◆ **Exercise data**

——

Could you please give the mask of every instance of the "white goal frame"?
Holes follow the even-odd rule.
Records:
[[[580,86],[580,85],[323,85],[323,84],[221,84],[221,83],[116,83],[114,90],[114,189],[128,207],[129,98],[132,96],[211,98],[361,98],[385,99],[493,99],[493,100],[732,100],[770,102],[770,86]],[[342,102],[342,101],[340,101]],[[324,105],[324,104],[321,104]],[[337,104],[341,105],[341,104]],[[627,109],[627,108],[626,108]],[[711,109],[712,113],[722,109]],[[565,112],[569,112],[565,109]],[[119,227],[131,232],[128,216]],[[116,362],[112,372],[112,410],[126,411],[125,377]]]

——

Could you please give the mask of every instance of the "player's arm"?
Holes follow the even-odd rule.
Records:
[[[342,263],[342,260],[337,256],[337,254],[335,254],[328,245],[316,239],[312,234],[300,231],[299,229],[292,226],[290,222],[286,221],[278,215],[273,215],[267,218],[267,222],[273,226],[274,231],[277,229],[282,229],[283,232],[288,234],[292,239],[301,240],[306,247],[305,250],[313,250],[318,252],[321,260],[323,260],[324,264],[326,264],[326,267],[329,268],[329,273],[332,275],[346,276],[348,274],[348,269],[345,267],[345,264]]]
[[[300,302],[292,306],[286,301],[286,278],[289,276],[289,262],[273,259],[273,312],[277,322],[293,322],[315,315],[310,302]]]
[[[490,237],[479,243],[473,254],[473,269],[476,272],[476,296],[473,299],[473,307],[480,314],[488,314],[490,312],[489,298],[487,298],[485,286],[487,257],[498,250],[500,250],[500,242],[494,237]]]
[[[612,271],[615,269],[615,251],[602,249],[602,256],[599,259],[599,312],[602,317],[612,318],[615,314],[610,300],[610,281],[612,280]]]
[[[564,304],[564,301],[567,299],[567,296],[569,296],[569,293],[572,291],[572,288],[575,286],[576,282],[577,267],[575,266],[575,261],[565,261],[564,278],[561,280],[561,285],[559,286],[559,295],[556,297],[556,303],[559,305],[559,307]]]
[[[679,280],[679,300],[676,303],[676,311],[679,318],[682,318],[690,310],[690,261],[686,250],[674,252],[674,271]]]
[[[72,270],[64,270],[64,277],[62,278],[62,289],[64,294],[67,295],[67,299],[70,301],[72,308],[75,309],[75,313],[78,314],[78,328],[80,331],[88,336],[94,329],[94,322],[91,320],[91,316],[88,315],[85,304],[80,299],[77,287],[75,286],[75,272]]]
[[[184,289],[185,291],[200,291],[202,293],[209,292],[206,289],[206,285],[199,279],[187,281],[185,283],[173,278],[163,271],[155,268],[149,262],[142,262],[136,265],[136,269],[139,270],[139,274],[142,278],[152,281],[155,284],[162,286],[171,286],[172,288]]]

——

◆ **Requirement**
Each line holding the string "instance" counts once. Work out the number of such lines in the data and give only that.

◆ **Exercise output**
2